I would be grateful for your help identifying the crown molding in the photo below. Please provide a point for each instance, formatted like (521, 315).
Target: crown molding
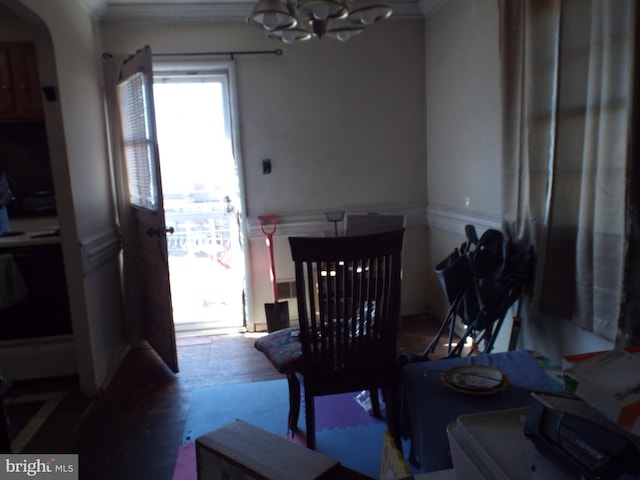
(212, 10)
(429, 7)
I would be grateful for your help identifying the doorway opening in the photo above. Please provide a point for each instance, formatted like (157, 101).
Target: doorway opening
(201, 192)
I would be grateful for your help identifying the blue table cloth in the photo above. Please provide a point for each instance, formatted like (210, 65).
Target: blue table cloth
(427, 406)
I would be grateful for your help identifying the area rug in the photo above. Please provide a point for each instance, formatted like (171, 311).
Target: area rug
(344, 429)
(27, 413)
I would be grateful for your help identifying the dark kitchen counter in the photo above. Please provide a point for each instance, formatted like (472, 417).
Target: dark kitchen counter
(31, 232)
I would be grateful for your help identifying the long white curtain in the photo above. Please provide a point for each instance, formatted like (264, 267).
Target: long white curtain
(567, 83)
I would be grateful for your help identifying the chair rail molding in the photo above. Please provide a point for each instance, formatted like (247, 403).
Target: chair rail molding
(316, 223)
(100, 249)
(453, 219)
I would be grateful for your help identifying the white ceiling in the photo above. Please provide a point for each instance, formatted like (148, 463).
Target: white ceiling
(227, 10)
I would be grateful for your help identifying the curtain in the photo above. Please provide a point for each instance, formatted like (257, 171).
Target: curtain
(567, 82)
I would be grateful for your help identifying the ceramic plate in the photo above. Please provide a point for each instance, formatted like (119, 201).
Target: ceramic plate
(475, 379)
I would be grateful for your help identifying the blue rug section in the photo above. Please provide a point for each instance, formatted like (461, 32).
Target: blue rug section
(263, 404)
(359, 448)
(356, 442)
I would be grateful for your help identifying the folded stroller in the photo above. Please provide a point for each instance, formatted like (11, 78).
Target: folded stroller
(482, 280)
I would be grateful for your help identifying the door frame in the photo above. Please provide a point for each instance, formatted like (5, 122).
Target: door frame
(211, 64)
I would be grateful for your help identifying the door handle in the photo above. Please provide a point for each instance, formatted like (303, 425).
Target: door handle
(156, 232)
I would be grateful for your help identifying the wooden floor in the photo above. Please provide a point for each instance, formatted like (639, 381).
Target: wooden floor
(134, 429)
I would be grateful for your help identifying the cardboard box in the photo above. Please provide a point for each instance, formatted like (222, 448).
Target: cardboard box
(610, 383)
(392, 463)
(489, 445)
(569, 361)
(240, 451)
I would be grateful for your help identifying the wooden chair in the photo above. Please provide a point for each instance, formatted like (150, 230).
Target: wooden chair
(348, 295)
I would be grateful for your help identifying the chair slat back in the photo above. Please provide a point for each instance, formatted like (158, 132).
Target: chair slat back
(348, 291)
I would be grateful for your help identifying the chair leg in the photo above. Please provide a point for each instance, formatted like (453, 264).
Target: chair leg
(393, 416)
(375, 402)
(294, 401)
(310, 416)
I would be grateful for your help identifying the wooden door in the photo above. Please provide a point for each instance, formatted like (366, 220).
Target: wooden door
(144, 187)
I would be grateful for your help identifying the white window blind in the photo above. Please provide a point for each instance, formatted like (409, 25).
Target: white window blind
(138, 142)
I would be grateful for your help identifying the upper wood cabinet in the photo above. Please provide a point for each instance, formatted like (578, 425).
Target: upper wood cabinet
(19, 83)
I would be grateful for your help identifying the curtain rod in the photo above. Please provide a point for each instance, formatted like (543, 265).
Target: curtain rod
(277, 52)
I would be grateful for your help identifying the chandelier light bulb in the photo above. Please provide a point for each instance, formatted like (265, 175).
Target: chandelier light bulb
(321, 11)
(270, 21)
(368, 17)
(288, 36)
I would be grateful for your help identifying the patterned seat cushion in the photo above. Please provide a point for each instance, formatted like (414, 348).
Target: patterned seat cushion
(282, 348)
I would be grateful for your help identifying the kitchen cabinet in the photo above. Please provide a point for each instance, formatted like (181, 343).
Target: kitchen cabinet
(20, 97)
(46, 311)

▶ **What this task involves**
Set down, word for word, only the lines running from the line with "I would be grateful for your help identifying the upper" to the last line of the listing above. Both of those lines belong in your answer.

▶ **Output below**
I would be grateful for your help identifying the upper wood cabinet in the photo above. Please provide a point for each instance, formatted like (578, 425).
Target: upper wood cabinet
(19, 83)
I would be grateful for your help identifying the curtain rod in the photo above. Please provide a point for each instance, formatted like (543, 265).
Target: curtain rod
(277, 52)
I would be grateful for your help identifying the chandelier light bulb in the photo above. Please provide a point for each instance, formatted like (265, 175).
Target: chandelier light bulb
(321, 11)
(270, 21)
(368, 17)
(288, 36)
I would be grateful for your help identifying the patterned seat cushion in the photo above. Please provide a point for each instance, formatted like (414, 348).
Target: patterned seat cushion
(282, 348)
I would be grateful for your help identifying the kitchen cabinet in the photo above. Please provide a point for each instance, formatted like (181, 343).
Target: kitchen cabinet
(20, 97)
(46, 311)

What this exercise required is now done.